■ Your instructions ■
Resize all the lines in the records below by giving them again in full, requests included, with every bounding-box coordinate in the answers multiplied by 1.25 and rounded to a whole number, halves rounding up. Leave the numbers in the requests and their format samples unchanged.

## BEGIN

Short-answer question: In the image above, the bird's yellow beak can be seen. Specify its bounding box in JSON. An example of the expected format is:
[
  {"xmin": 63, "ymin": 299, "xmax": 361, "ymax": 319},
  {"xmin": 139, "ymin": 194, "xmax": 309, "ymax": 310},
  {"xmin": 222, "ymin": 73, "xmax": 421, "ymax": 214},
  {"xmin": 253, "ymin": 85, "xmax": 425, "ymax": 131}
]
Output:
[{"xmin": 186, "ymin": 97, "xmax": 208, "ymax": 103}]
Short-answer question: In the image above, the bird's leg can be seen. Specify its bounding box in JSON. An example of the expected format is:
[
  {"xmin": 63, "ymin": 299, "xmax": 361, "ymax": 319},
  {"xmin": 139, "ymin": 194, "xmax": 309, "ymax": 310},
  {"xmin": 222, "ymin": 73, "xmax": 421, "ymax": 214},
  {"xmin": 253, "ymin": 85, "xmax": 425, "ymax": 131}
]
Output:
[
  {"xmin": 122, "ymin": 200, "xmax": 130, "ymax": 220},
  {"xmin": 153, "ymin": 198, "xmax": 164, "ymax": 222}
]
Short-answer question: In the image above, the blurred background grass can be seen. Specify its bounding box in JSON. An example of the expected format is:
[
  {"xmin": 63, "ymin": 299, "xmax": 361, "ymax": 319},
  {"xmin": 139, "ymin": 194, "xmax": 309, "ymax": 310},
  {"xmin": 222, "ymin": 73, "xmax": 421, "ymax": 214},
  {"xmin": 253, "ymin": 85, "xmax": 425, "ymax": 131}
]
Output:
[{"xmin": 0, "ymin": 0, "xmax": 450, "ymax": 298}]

## END

■ Output for this exercise ■
Short-answer question: In the image above, the bird's yellow beak can be seen. Specify its bounding box in JSON. An example of the expected format is:
[
  {"xmin": 63, "ymin": 299, "xmax": 361, "ymax": 319},
  {"xmin": 139, "ymin": 194, "xmax": 309, "ymax": 310},
  {"xmin": 222, "ymin": 73, "xmax": 421, "ymax": 214},
  {"xmin": 253, "ymin": 85, "xmax": 425, "ymax": 131}
]
Output:
[{"xmin": 233, "ymin": 121, "xmax": 260, "ymax": 129}]
Short-answer question: In the image above, the bird's leg can be seen. Specify its bounding box in JSON. An example of the expected format is:
[
  {"xmin": 63, "ymin": 299, "xmax": 361, "ymax": 319},
  {"xmin": 139, "ymin": 194, "xmax": 309, "ymax": 310},
  {"xmin": 222, "ymin": 73, "xmax": 421, "ymax": 214},
  {"xmin": 253, "ymin": 85, "xmax": 425, "ymax": 131}
]
Output:
[
  {"xmin": 153, "ymin": 250, "xmax": 163, "ymax": 275},
  {"xmin": 191, "ymin": 248, "xmax": 205, "ymax": 278}
]
Short-answer question: In the image above, the blurred background grass can be seen. Specify its bounding box in JSON. An example of the expected format is:
[
  {"xmin": 63, "ymin": 299, "xmax": 361, "ymax": 319},
  {"xmin": 139, "ymin": 194, "xmax": 309, "ymax": 310},
  {"xmin": 222, "ymin": 73, "xmax": 421, "ymax": 214},
  {"xmin": 253, "ymin": 85, "xmax": 425, "ymax": 131}
]
Output:
[{"xmin": 0, "ymin": 0, "xmax": 563, "ymax": 373}]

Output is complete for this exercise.